## BEGIN
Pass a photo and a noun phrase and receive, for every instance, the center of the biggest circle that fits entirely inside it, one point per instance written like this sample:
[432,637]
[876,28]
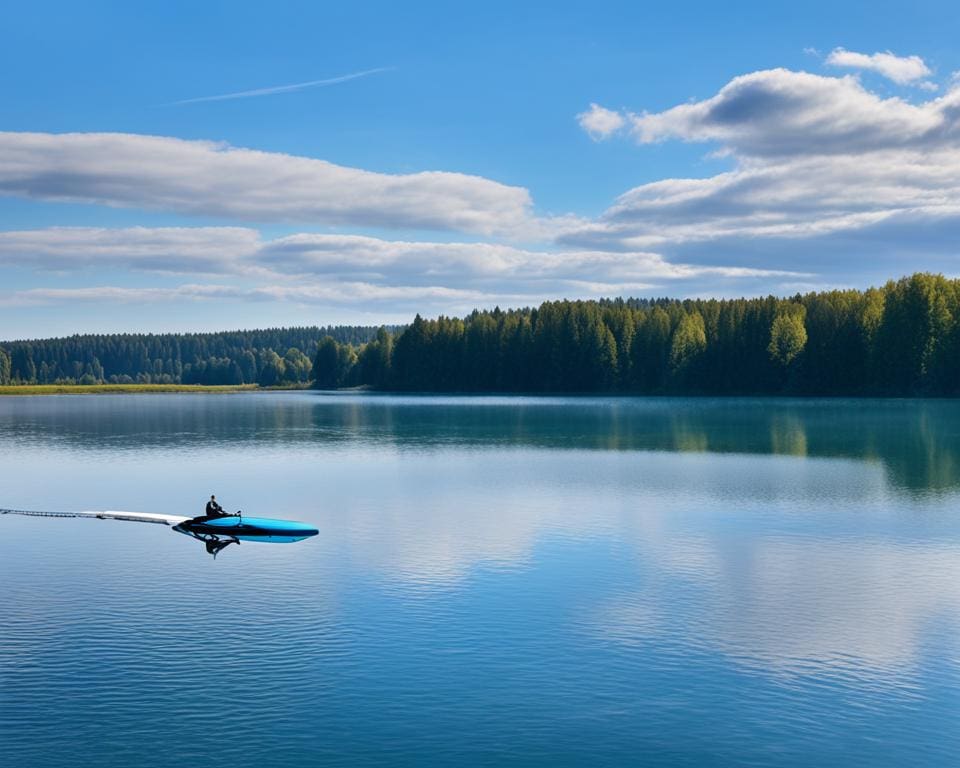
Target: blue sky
[479,155]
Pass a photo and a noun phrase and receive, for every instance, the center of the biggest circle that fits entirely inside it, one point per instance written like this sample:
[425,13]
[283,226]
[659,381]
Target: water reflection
[917,441]
[584,581]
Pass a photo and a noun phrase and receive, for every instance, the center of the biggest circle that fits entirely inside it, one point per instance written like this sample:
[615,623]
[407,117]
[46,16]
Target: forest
[902,339]
[272,357]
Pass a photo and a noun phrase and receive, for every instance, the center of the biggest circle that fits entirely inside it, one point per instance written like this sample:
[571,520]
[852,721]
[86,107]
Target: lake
[497,581]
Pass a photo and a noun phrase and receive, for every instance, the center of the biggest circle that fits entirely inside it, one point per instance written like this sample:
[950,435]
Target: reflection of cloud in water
[794,606]
[914,439]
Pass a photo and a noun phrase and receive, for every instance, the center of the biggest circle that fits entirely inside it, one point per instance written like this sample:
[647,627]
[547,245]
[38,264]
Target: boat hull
[247,529]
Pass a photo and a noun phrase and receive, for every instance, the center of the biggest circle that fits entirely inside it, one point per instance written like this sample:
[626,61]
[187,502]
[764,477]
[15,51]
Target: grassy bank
[112,389]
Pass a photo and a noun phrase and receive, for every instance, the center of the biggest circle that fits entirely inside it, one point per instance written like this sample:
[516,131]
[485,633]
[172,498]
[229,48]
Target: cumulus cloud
[903,70]
[813,157]
[340,270]
[779,112]
[213,179]
[341,293]
[600,122]
[241,251]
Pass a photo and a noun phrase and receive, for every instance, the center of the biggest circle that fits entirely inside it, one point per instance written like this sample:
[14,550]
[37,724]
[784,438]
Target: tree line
[899,340]
[902,339]
[270,357]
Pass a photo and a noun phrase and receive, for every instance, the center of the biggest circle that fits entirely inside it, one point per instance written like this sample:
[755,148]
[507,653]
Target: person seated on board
[214,509]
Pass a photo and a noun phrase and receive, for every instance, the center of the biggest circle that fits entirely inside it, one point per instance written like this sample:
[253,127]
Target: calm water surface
[499,581]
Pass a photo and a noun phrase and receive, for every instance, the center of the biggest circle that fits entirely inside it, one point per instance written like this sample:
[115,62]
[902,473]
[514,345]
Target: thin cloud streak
[283,88]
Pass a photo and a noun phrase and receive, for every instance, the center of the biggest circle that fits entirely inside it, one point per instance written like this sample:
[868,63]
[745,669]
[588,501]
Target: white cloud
[213,179]
[780,112]
[600,122]
[241,251]
[903,70]
[814,157]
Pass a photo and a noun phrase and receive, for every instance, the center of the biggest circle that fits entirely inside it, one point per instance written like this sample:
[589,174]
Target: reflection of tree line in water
[917,441]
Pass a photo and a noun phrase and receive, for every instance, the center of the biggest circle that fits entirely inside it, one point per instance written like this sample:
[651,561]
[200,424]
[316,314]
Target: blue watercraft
[216,532]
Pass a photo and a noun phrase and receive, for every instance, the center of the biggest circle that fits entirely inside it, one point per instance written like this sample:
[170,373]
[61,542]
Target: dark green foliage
[4,367]
[903,339]
[269,357]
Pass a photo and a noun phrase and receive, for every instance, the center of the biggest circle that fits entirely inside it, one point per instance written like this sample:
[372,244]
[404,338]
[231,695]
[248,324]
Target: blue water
## END
(GIVEN EXERCISE) Transcribe all the data word for word; the images stay out.

(EXERCISE RESPONSE)
Pass a photo and a noun phrase and receive, for every instance, the center of the biggest circle that fits entirely inside it, one point per instance written like this sample:
[432,637]
[876,28]
Target: blue sky
[479,155]
Pass a photo and a noun phrase and receive, for every instance, the center of the biggest circle that fits entirely inside it, one point per instance written like this sample:
[425,13]
[283,226]
[659,381]
Target: water reflection
[917,441]
[584,581]
Pass a photo and a noun phrase and receive, for every instance, the center of the biggest circle that fits entirely inside it, one point per instance written like this sample:
[615,623]
[407,117]
[46,16]
Target: forest
[902,339]
[272,357]
Pass a photo and a noun phrase and receive, for every instance, the center of the biggest circle that fits entirely inside it, one point per instance written like this sample:
[571,520]
[852,721]
[86,107]
Target: lake
[497,581]
Pass a photo and a noun phrase and receive, for every instance, the center of the biggest circle that fits entirely inside it, one point per instance written like this sample:
[950,435]
Target: reflection of cloud in water
[794,606]
[914,439]
Pass a photo and a noun phrase and receive, for every instance, the center of the biggest circle that fits entirely inside it, one point per instance written like this sample:
[647,627]
[547,245]
[38,264]
Target: boat hull
[247,529]
Pass a photo and a noun phrase and receive, for every instance, the center of the biggest circle that fits entirely inside it, one point per instance written like this sample:
[626,61]
[187,502]
[764,477]
[15,51]
Target: grassy bank
[112,389]
Pass a photo and a noun phrase and receive, for every instance, the center of the biggest circle that fits entirely inside it, one point per instance written like this sample:
[516,131]
[485,633]
[172,498]
[229,48]
Target: cumulus cloud
[903,70]
[813,157]
[340,270]
[779,112]
[213,179]
[341,293]
[600,122]
[241,251]
Pass a photo and a noun phrase and receive, for every instance, the center of the biggest circle that fits entirely inside it, one point per instance written like this sample:
[14,550]
[37,724]
[784,438]
Target: tree line
[899,340]
[902,339]
[270,357]
Pass a photo and a noun phrase and receive, for every instance, the center of the biggest circle that fits entirely inside it, one point per instance written like this sample:
[755,148]
[507,653]
Target: person seated on board
[214,509]
Pass a photo and a noun phrase and receive, for every instance, the center of the biggest circle that fits entirely inside it, one point per instance written like this sample:
[253,127]
Target: calm water surface
[499,581]
Pass a photo and a noun phrase and receive, for every instance, the center of the biggest circle that fits entirely inside it, one point per instance written like this sample:
[115,62]
[902,473]
[514,345]
Target: thin cloud streak
[283,88]
Pass a photo and a noun phrase and receive, for every instance, the center of the biggest circle that fits entirely inside it, one point per instance written like this sample:
[868,63]
[745,669]
[588,501]
Target: white cloud
[213,179]
[780,112]
[600,122]
[241,251]
[903,70]
[814,157]
Pass a photo and a noun phrase and receive, for every instance, the center of the biggest circle that fits entirely inside it, one point per instance written like this sample:
[589,174]
Target: reflection of tree line in water
[917,441]
Pass a photo and a noun phrase and receive, for every instance, the center of the biggest circle that fits entirely inside it, one point per instance written like this sample:
[651,561]
[200,424]
[316,314]
Target: blue watercraft
[216,532]
Pass a photo and a noun phrase and receive, for every instance, the center of the biggest circle that fits entirely inside it, one point per instance written like this sample:
[170,373]
[61,542]
Target: dark green foliage
[4,367]
[903,339]
[269,357]
Pass a photo and a noun phrase and receive, for every instance, the center of the biggest circle that fits entirely inside it, one point per instance written like this sample:
[372,244]
[404,338]
[231,695]
[248,324]
Target: blue water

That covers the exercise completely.